▸ **TASK**
In the rows below, substitute "locator" for every occurrence of "pointer" and leave all other text as it is.

[START OF STORED ROWS]

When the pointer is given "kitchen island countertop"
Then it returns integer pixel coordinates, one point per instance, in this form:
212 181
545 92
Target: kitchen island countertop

[END OF STORED ROWS]

▸ **TASK RESULT**
When the locator is given "kitchen island countertop"
Then it returns integer pixel coordinates, one point per instance, in this form:
212 181
545 92
Target: kitchen island countertop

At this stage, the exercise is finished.